## Task prompt:
Print each line exactly as it is given.

## Provided data:

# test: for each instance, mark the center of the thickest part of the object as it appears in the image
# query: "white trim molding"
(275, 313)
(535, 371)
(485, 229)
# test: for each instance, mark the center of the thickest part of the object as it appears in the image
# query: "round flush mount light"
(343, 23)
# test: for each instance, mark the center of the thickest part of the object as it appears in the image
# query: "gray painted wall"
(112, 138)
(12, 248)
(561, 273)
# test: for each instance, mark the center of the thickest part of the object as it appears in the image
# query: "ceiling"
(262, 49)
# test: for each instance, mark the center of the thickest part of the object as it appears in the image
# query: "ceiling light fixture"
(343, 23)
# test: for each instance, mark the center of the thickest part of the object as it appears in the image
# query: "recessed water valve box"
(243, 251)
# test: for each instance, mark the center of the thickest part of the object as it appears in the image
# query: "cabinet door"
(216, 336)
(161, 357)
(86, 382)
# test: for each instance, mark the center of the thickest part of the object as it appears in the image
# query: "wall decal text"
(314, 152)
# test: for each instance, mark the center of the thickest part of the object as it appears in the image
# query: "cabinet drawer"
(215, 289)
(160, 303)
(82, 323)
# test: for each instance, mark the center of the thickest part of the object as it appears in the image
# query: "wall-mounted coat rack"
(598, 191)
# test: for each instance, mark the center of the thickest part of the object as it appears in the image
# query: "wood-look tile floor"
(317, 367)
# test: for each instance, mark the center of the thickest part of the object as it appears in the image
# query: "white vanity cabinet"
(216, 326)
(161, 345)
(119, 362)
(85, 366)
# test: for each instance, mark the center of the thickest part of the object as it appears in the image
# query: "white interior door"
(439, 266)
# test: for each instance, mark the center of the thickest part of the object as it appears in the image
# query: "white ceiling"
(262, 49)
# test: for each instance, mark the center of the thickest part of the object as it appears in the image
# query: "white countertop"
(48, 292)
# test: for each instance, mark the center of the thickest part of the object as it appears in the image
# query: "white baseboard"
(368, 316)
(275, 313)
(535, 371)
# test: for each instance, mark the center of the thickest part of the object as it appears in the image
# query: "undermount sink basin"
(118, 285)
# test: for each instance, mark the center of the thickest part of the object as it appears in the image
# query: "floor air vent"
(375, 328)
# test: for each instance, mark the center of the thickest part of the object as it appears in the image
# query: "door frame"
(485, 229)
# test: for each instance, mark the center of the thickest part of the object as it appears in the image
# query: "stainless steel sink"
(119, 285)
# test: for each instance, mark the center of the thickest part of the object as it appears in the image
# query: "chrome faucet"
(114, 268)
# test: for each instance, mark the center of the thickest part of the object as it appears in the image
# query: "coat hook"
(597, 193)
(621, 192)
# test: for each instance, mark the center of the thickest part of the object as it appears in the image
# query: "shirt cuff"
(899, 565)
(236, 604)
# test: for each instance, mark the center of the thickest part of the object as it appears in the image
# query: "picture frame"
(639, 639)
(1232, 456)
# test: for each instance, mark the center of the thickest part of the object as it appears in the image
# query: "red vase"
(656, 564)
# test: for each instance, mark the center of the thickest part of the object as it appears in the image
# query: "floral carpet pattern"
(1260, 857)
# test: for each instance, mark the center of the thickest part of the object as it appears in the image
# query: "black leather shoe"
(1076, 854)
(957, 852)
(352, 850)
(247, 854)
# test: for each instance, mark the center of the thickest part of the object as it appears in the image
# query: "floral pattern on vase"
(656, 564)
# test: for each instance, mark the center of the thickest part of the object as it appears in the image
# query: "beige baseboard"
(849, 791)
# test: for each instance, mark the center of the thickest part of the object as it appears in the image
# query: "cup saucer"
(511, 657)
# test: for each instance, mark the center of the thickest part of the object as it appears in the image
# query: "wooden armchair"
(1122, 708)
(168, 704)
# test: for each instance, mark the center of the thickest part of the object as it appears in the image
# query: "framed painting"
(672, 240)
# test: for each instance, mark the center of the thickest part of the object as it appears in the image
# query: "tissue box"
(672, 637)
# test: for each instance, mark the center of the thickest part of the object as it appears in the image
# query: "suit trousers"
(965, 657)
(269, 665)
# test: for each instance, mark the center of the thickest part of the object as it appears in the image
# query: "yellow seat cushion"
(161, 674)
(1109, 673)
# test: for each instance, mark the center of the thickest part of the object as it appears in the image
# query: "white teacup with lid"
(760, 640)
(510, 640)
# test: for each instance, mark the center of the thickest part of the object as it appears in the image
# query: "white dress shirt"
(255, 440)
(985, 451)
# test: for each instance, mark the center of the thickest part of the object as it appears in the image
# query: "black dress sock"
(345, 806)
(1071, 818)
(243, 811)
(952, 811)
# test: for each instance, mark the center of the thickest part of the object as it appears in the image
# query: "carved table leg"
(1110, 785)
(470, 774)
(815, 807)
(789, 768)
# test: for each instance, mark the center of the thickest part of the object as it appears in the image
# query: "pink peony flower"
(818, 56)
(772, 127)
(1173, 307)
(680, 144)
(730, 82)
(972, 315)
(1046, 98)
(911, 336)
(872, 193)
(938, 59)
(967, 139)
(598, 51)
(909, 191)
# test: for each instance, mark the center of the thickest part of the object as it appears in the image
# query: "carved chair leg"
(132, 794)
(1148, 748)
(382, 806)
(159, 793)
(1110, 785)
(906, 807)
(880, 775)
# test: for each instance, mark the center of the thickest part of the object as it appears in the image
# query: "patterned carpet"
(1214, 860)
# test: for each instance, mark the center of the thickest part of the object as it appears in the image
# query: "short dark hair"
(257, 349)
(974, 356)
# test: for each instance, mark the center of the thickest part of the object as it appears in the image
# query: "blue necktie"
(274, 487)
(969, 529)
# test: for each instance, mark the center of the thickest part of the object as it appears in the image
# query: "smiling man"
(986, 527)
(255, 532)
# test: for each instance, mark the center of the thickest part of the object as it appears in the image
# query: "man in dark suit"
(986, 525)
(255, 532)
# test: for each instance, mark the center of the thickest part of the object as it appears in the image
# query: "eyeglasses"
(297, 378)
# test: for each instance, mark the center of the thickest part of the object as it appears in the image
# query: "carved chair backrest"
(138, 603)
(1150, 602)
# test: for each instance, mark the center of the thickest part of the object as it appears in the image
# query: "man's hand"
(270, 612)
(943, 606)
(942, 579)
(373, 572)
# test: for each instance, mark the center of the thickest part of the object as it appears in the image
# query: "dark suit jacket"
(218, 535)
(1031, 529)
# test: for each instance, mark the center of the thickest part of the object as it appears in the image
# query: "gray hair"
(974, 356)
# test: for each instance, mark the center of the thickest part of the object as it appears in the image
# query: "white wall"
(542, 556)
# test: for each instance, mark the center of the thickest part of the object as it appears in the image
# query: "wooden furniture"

## Complete response:
# test: for each instance, mark the center of the thickest part of the object as it appears in the image
# query: "white trim molding"
(275, 313)
(535, 371)
(485, 229)
# test: for each instance, mark the center of the thickest part of the object as it appears in the image
# query: "round flush mount light"
(343, 23)
# test: for each instance, mark the center of the thickest part of the object as it appears in the image
# query: "gray painted wall"
(112, 138)
(12, 248)
(561, 273)
# test: for each instance, mark the center of the thickest part of the object as it appears in the image
# query: "ceiling"
(262, 49)
# test: for each instance, mark the center of the thickest part of the object as it appears in the image
# query: "ceiling light fixture"
(343, 23)
# test: for each instance, mark the center of the thickest part of the object as it appears in the image
# query: "recessed water valve box"
(243, 251)
# test: for each instance, mark the center of the thickest part of the object as it appears in the image
# query: "cabinet door"
(216, 336)
(161, 357)
(86, 382)
# test: for each instance, mark the center of the thickest part of the object as it appears in the image
# query: "wall decal text"
(314, 152)
# test: for each instance, mark the center of the thickest part of the object as it appears in the image
# query: "cabinet drawer"
(215, 289)
(160, 303)
(82, 323)
# test: for each instance, mark the center of the thickest part of the object as it appears in the image
# query: "wall-mounted coat rack"
(598, 191)
# test: for each instance, mark the center of the thickest part of the object as it appears in the image
# query: "wood-look tile floor"
(317, 367)
# test: for each instance, mark the center of the thickest part of the object as it appears in the image
# query: "white vanity cabinet"
(216, 326)
(161, 345)
(119, 362)
(85, 366)
# test: for each instance, mark the center of the thickest part of the object as it appears in the image
# query: "white interior door"
(439, 266)
# test: for each instance, mark the center of the thickest part of the object as it appears in the image
# query: "white ceiling"
(262, 49)
# test: for each instance, mark the center of the thickest part of the object as it appears in the image
# query: "white countertop"
(48, 292)
# test: for each instance, mark the center of the thickest part of the object as it appears in the image
# query: "white baseboard"
(368, 316)
(275, 313)
(535, 371)
# test: for each instance, mark the center of the thickest part of the object as it appears in the image
# query: "undermount sink basin"
(118, 285)
# test: for each instance, mark the center of the thickest part of the object as it appears in the image
# query: "floor air vent"
(375, 328)
# test: for each instance, mark the center of the thickest part of the object as it appears in the image
# query: "door frame"
(485, 229)
# test: for each instance, mark the center of the thickest part of the object as it appears in the image
# query: "stainless steel sink"
(119, 285)
# test: for each instance, mark the center of the thickest part of the object as it appears in the image
# query: "chrome faucet"
(114, 268)
# test: for each instance, mark the center of the thickest part of the object as it appears in the image
# query: "coat hook"
(597, 193)
(621, 192)
# test: for each instance, mark the center of the thickest part of the object as it appears in the image
# query: "shirt cuff"
(899, 565)
(236, 604)
# test: for each instance, mark the center of the thickest part of the object as it appears in the image
# query: "picture frame"
(639, 639)
(1232, 456)
# test: for each instance, mark the center of the thickest part of the object as it appears in the image
# query: "red vase"
(656, 564)
# test: for each instance, mark the center of the thickest part of the object as it appears in the image
# query: "floral carpet pattern"
(1260, 857)
# test: for each instance, mark the center of the thickest part of the object as it appears in the image
# query: "black leather shoe"
(1076, 854)
(957, 852)
(352, 850)
(247, 854)
# test: for each instance, mark the center of the thickest part of the object as it appears in the image
# query: "floral pattern on vase"
(656, 564)
# test: for each instance, mark the center of the thickest part of the object as it appears in the image
# query: "beige baseboard"
(849, 791)
# test: for each instance, mark the center of the thickest part of the object as it appears in the image
# query: "cup saucer"
(511, 657)
# test: for each instance, mark the center of the thickest part of the object as it appears in the image
# query: "wooden armchair"
(1122, 708)
(168, 704)
# test: for each instance, mark the center of the thickest part of the object as it appears in the image
# query: "framed painting"
(672, 240)
# test: for each instance, mark the center of the thickest part of the object as it appears in the image
# query: "tissue box"
(672, 637)
# test: for each instance, mark the center of the thickest part of the object as it appears in the image
# query: "suit trousers"
(965, 657)
(269, 665)
# test: for each instance, mark the center of the thickest part of the object as it appears in the image
# query: "yellow seat cushion"
(161, 674)
(1109, 673)
# test: for each instance, mark the center of the thickest part of the object as it appears in the image
# query: "white teacup with lid"
(760, 640)
(510, 640)
# test: for each instance, mark the center of the thickest part of the object as it appears in the image
# query: "white dress shirt"
(255, 440)
(985, 451)
# test: for each instance, mark the center of the thickest part of the object as it appears in the image
# query: "black dress sock"
(345, 806)
(1071, 818)
(243, 811)
(952, 811)
# test: for each instance, mark the center of the thickest part of the object as it appears in the image
# query: "carved table leg"
(1110, 785)
(470, 774)
(815, 807)
(789, 768)
# test: for each instance, mark the center of the thickest part of the object as it appears in the image
# query: "pink peony flower"
(818, 56)
(772, 127)
(1173, 307)
(680, 144)
(730, 82)
(972, 315)
(1046, 98)
(911, 336)
(872, 193)
(938, 59)
(967, 139)
(598, 51)
(909, 191)
# test: for each instance, mark the center of the thickest part of the object as it appears in the image
# query: "carved chair leg"
(132, 794)
(1148, 748)
(382, 806)
(159, 793)
(1110, 785)
(906, 807)
(880, 775)
# test: for each instance, mark the center of the thickest part of the object as it appears in the image
# query: "patterned carpet"
(1214, 860)
# test: for each instance, mark the center of the thickest part of the object as it appears in the image
# query: "short dark hair"
(257, 349)
(974, 356)
# test: for each instance, mark the center of the thickest part of the object as it appears in the image
# query: "blue necktie"
(274, 487)
(969, 529)
# test: for each instance, mark the center of the thickest part of the object as it appears in the image
# query: "smiling man"
(986, 527)
(255, 532)
# test: for each instance, mark the center of the thickest part of the object as it appears in the image
# query: "man in dark suit"
(986, 525)
(255, 532)
# test: for each instance, mark the center of the thickest part of the object as it appears in the image
# query: "eyeglasses"
(297, 378)
# test: for each instance, mark the center of the thickest part of the object as it appears in the image
# query: "carved chair backrest"
(138, 603)
(1150, 602)
# test: for each instance, mark the center of the thickest part of the object as it appears in the image
# query: "man's hand"
(270, 612)
(943, 606)
(942, 579)
(373, 572)
# test: for each instance, mark the center of the thickest part of the object as it appears in the image
# query: "dark suit jacket"
(218, 535)
(1031, 529)
# test: for each instance, mark the center of the thickest part of the object as it appears in the image
# query: "gray hair"
(974, 356)
# test: for each instance, mark the center of the thickest part of the object as it appears in the image
# query: "white wall"
(542, 556)
# test: for each instance, mark the center of the thickest part of the object as it appears in the image
# query: "wooden furniture"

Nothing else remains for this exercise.